Entries taken from a collection:

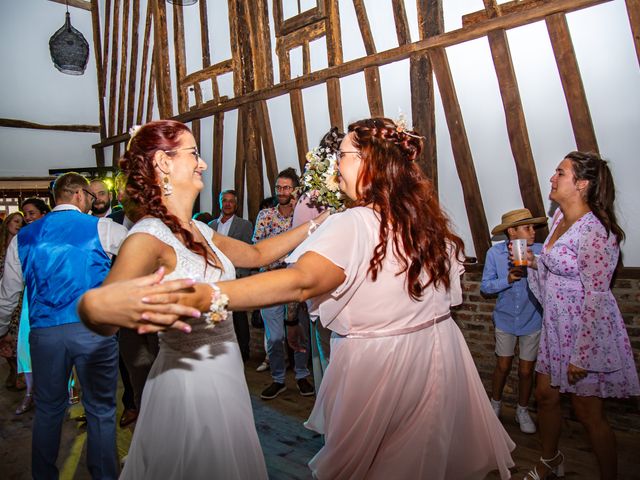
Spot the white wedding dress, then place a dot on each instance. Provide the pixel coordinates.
(196, 420)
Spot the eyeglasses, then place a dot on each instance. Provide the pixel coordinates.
(342, 153)
(90, 194)
(195, 152)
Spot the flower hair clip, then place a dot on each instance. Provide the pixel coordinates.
(218, 309)
(401, 126)
(133, 131)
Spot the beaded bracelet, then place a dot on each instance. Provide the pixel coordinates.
(313, 226)
(218, 309)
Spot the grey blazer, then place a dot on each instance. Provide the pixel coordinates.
(240, 229)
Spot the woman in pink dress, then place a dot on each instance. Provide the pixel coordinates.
(401, 397)
(584, 347)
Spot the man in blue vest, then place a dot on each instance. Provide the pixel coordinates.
(59, 258)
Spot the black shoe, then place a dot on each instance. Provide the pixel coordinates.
(305, 388)
(273, 390)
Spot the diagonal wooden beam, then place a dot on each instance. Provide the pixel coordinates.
(97, 50)
(462, 154)
(453, 37)
(574, 92)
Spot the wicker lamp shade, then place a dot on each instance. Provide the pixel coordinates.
(69, 49)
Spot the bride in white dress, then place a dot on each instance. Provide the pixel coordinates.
(196, 420)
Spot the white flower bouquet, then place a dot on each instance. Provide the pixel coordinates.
(320, 179)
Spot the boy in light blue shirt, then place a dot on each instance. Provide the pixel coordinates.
(517, 315)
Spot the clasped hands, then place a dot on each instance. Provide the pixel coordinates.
(143, 304)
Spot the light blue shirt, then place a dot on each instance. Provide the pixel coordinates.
(517, 311)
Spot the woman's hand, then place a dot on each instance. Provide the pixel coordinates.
(126, 304)
(575, 374)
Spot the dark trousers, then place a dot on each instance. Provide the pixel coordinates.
(138, 353)
(54, 352)
(128, 398)
(241, 327)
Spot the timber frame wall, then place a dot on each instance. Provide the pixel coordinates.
(148, 87)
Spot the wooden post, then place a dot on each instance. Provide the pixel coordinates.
(430, 24)
(241, 157)
(145, 61)
(462, 154)
(216, 160)
(299, 126)
(133, 65)
(334, 57)
(517, 127)
(115, 30)
(124, 42)
(574, 92)
(633, 10)
(161, 47)
(180, 56)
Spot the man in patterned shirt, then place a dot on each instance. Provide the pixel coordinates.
(272, 222)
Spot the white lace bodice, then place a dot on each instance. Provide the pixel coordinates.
(192, 265)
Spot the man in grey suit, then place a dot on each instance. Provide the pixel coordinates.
(235, 227)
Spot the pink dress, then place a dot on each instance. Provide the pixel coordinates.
(582, 324)
(401, 397)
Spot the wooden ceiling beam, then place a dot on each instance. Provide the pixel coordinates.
(83, 4)
(453, 37)
(12, 123)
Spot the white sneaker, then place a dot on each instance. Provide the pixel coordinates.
(264, 366)
(523, 418)
(497, 406)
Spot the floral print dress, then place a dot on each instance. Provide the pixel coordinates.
(582, 324)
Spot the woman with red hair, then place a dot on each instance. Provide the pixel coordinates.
(401, 397)
(195, 417)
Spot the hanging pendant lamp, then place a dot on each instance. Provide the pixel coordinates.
(69, 49)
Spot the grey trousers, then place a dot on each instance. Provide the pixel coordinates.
(138, 353)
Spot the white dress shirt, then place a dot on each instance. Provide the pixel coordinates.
(111, 236)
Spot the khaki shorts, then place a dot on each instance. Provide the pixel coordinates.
(506, 345)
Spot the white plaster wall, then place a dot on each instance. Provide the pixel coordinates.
(35, 91)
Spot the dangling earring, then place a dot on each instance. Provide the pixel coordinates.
(167, 188)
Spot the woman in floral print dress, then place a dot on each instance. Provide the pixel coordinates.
(584, 347)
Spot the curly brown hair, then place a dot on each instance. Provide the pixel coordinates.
(143, 188)
(410, 213)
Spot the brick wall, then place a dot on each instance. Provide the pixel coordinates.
(474, 319)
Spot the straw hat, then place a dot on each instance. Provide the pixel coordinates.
(515, 218)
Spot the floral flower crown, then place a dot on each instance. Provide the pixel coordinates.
(402, 127)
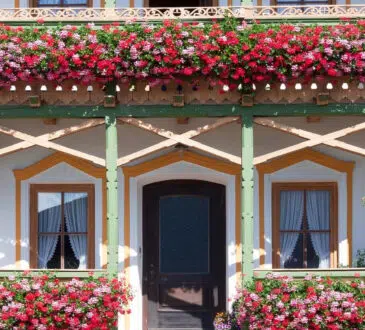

EXERCISE AIM: Rewrite everything from the line containing "Spot the straw" down to the end of the records, requests included, adding 98 to every number in the pixel coordinates. Leave the pictures out of your answer.

OUTPUT OF THE EXERCISE:
Spot the straw hat, then place a dot on each instance. Provide the pixel coordinates.
(613, 316)
Spot the floral flower crown, then place a dot on each instance. Provide the pixel coordinates.
(500, 225)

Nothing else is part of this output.